### Text segment:
%%

VEDERE L’INVISIBILE. Icone russe dalla collezione Intesa Sanpaolo. | SEEING THE INVISIBLE. Russian icons from Intesa Sanpaolo’s collection.

a dialogue with VALERY KOSHLYAKOV. Celestial architectures

Courtesy Image by Gallerie d’Italia di Palazzo Leoni Montanari | VEDERE L’INVISIBILE. Icone russe dalla collezione Intesa Sanpaolo

From 03/07/2021 to 03/07/2022  
Palazzo Leoni Montanari – Contra’ Santa Corona 25, Vicenza (VI)
Entrance 5€
Reinforced Green Pass required

Recommanded to: Lovers of Russian icons; Fans of Russian art history; Those interested in exploring the dialogue between past and contemporary Russian art.

March 17, 2022

The new exhibition path rethinks the experience of Intesa Sanpaolo’s collection of Russian icons, placing it in dialogue with the works of contemporary artist Valery Koshlyakov. The project, curated by Silvia Burini and Giuseppe Barbieri, Directors of the Centre for Studies in Russian art (CSAR), of Ca’ Foscari University, Venice, opened on July 03, 2021, on the ground floor of Palazzo Leoni Montanari in Vicenza, and will end on July 03, 2022.

Courtesy Image by Gallerie d’Italia di Vicenza, Palazzo Leoni Montanari

Palazzo Leoni Montanari was started to be built in 1678 by Giovanni I Leoni Montanari, who decided to have a large residence built out of a need for social advancement within the city of Vicenza.

%%

### Objective A:
Express the records as a two-column CSV with the columns request and answer, one row per request, placing the request text and its answer each in a single quoted field with line breaks turned into spaces. Begin at the record line that contains "point_to(query) identifies every instance of the beaver head" and stop after the record line that contains "x=1212, y=383".
The records have no connection to the exhibition page.

Data items:

%%

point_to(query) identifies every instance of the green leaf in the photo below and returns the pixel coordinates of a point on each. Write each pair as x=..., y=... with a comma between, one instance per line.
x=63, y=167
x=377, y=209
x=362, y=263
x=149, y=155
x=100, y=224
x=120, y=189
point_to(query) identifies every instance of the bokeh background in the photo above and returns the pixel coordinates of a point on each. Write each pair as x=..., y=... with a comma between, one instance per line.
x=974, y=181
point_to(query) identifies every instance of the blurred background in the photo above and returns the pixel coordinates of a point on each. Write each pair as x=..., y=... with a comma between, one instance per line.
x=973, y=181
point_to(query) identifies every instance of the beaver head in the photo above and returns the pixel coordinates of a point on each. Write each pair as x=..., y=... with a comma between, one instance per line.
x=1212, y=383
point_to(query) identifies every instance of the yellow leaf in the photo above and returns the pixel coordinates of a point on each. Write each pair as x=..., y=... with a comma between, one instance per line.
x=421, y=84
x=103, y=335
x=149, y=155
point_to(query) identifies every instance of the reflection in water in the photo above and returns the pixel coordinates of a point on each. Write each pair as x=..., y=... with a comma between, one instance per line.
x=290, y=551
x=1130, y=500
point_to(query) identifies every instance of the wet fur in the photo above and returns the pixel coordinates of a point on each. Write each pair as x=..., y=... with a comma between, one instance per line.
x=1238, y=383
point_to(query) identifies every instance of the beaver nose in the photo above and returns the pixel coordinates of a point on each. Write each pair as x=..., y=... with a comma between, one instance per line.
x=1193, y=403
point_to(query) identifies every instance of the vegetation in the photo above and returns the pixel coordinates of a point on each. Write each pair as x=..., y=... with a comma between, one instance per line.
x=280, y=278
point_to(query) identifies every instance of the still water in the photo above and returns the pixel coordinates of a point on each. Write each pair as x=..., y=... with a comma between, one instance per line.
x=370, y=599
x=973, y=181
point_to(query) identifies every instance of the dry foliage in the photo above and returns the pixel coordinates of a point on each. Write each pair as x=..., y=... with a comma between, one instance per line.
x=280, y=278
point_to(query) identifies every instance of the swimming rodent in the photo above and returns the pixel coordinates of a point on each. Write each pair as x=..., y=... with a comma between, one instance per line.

%%

### Objective B:
Write out part of the exhibition page word for word, beginning at the words "The new exhibition" and stopping after the words "city of Vicenza.".

### Expected output A:
request,answer
"point_to(query) identifies every instance of the beaver head in the photo above and returns the pixel coordinates of a point on each. Write each pair as x=..., y=... with a comma between, one instance per line.","x=1212, y=383"

### Expected output B:
The new exhibition path rethinks the experience of Intesa Sanpaolo’s collection of Russian icons, placing it in dialogue with the works of contemporary artist Valery Koshlyakov. The project, curated by Silvia Burini and Giuseppe Barbieri, Directors of the Centre for Studies in Russian art (CSAR), of Ca’ Foscari University, Venice, opened on July 03, 2021, on the ground floor of Palazzo Leoni Montanari in Vicenza, and will end on July 03, 2022.

Courtesy Image by Gallerie d’Italia di Vicenza, Palazzo Leoni Montanari

Palazzo Leoni Montanari was started to be built in 1678 by Giovanni I Leoni Montanari, who decided to have a large residence built out of a need for social advancement within the city of Vicenza.